■ TASK DIRECTIONS ■
Transcribe the data exactly, pictures excluded.

■ EXTRACTED MATERIAL ■
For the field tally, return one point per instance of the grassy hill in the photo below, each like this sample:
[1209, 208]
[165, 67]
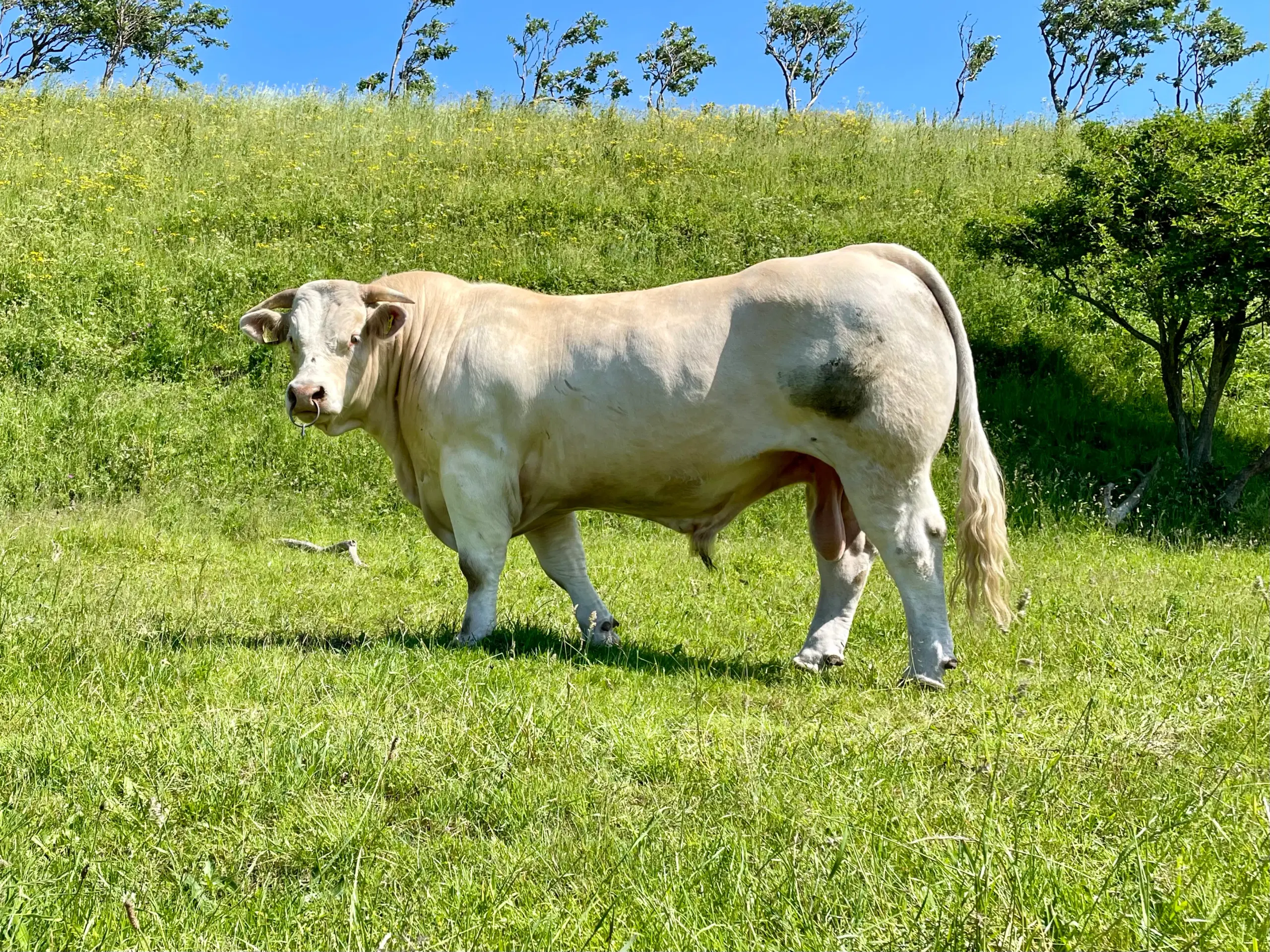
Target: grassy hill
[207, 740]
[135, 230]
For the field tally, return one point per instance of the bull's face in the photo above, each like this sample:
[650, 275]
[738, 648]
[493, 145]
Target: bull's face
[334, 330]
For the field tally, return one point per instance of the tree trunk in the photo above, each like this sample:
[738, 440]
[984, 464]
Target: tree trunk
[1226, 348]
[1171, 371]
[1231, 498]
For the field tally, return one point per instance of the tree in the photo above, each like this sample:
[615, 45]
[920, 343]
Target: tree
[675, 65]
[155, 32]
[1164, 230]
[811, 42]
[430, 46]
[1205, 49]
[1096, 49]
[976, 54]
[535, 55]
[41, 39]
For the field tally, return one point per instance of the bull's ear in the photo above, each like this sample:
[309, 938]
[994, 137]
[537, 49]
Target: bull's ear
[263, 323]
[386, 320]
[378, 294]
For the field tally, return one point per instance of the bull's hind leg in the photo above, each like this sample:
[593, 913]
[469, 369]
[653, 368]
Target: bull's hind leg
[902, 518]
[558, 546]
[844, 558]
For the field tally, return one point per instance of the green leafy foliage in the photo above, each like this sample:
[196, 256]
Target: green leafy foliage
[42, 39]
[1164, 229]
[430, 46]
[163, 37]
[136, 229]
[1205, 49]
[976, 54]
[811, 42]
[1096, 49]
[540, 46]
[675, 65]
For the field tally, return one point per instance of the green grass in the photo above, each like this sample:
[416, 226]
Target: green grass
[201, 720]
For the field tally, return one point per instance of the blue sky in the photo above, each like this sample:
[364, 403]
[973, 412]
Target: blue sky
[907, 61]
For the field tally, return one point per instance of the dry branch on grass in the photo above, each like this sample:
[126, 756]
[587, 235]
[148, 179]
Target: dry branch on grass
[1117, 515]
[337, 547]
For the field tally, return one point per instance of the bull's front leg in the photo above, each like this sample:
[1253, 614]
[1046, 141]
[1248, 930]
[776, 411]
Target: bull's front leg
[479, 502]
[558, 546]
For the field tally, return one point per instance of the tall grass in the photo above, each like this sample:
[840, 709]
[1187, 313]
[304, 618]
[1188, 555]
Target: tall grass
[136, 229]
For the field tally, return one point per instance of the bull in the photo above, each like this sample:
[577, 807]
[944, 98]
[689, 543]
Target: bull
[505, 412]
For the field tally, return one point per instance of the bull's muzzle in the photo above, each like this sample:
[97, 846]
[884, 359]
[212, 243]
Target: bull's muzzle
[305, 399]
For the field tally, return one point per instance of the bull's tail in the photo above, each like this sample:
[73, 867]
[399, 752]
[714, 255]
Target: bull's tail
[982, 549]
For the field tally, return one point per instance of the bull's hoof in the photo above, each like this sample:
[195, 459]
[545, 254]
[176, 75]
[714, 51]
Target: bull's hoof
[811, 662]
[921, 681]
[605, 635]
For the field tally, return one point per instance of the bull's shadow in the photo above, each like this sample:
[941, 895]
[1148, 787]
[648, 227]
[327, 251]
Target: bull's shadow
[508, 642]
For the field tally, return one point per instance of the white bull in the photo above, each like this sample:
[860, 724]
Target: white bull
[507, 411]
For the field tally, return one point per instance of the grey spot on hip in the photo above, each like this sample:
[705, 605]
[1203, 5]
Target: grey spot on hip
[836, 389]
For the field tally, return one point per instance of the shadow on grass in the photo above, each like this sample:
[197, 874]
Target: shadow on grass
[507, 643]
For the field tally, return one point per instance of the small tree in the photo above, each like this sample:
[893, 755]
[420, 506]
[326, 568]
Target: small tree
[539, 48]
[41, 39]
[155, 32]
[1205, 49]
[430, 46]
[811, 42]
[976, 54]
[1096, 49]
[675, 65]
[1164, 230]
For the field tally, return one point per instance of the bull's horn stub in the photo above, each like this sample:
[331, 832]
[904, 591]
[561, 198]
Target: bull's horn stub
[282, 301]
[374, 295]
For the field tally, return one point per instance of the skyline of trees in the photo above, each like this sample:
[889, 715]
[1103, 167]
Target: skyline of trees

■ RESULT OF THIS EXERCISE ■
For the field tally, return one point per instance of the grassy hill in the photo below, each like this sample:
[1209, 208]
[165, 67]
Target: grassy hill
[207, 740]
[135, 230]
For the field tally, return one point per instance of the bull's face in the photo above, each like this sample:
[650, 275]
[738, 648]
[493, 145]
Target: bull's face
[334, 330]
For the field tally, return one point per instance of the tree trunk in the photo above, each like this sample:
[738, 440]
[984, 464]
Target: tree trunk
[1226, 348]
[1171, 371]
[1231, 498]
For the field tally, return one point per instance of the tree in the photo above, each like this sample:
[615, 45]
[920, 343]
Target: tree
[675, 65]
[155, 32]
[1164, 230]
[811, 42]
[430, 46]
[1205, 49]
[1096, 49]
[976, 54]
[535, 55]
[41, 39]
For the field tally, return one point per instance of the bull's ear in the photo above, each like this sample:
[309, 938]
[994, 137]
[537, 49]
Target: bull's ear
[263, 323]
[386, 320]
[378, 294]
For the field tally, return one point per instance of the bull's hind leg in the photo above, each like this sample:
[593, 913]
[469, 369]
[653, 368]
Target: bull's hind leg
[902, 518]
[558, 546]
[844, 558]
For the field tally, return one point per instance of the green leafy foliage in the photo above, each like this sample:
[196, 256]
Target: green leafy foliage
[42, 39]
[1164, 229]
[430, 46]
[163, 37]
[136, 229]
[1205, 49]
[976, 54]
[811, 42]
[1096, 49]
[540, 46]
[675, 65]
For the field tally, return one point per instance of the green grass in the photo above, each like this sample:
[416, 226]
Target: green grass
[201, 720]
For the field tally, return one point per instance of the blue sky in the photo above, each like this sample:
[364, 403]
[973, 412]
Target: blue sky
[907, 61]
For the field tally, return one point per instance of the dry branch on grass in the photo above, each like this sample:
[126, 756]
[587, 235]
[148, 179]
Target: dry branch on grass
[1117, 515]
[337, 547]
For the field tally, return one point per instance of the bull's front leg in the photo above, each like this sample:
[1253, 614]
[1046, 141]
[1248, 930]
[776, 411]
Target: bull's front leg
[479, 502]
[558, 546]
For the field tally, return one point per instance of the tall grass in the photo above, each like this sample:
[840, 709]
[1187, 313]
[304, 618]
[1188, 555]
Target: tall grass
[136, 229]
For the field tally, return one point per instance of the bull in the photo above, each like this sample:
[577, 807]
[944, 98]
[689, 543]
Target: bull
[505, 412]
For the field tally, return one point per instance of the bull's muzzle in the photo above, each like this sample:
[97, 846]
[884, 359]
[212, 243]
Target: bull's muzzle
[305, 399]
For the field tally, return one point per instance of the bull's tail in the photo above, each like this sample:
[73, 867]
[399, 752]
[714, 255]
Target: bull's tail
[982, 549]
For the field tally, return one point per instance of the bull's hoof in the photo above, each like this sample:
[195, 459]
[545, 254]
[176, 75]
[714, 51]
Target: bull's hoof
[811, 662]
[921, 681]
[605, 635]
For the field tally, return one point per instance of the bull's shadow in the photo above, each like this sample:
[941, 895]
[1148, 787]
[648, 227]
[327, 251]
Target: bull's shadow
[508, 642]
For the field tally, return one point per instance of the white bull in the photo above, each like this sample:
[860, 724]
Target: white bull
[507, 411]
For the field tally, return one point per instance of the grey spot on hip in the photo above, each like this sample:
[705, 605]
[1203, 5]
Target: grey spot on hip
[836, 389]
For the field tally, return one point per instance of the shadow on grass in the photo above, each like this sample:
[197, 874]
Target: shadow on grass
[507, 643]
For the field tally, return one point per instance of the small tree in the photo above, each like this sample:
[893, 755]
[420, 506]
[326, 568]
Target: small tree
[539, 48]
[41, 39]
[155, 32]
[1205, 49]
[430, 46]
[811, 42]
[976, 54]
[1096, 49]
[675, 65]
[1164, 230]
For the field tally, return one point per instance of the bull's horn stub in the photo above, each like this sample:
[331, 832]
[904, 591]
[561, 198]
Target: bull's horn stub
[282, 301]
[374, 295]
For the field tally, return one point per instance of the skyline of trees in the photo above, each like this sample:
[889, 715]
[1103, 167]
Target: skyline of trees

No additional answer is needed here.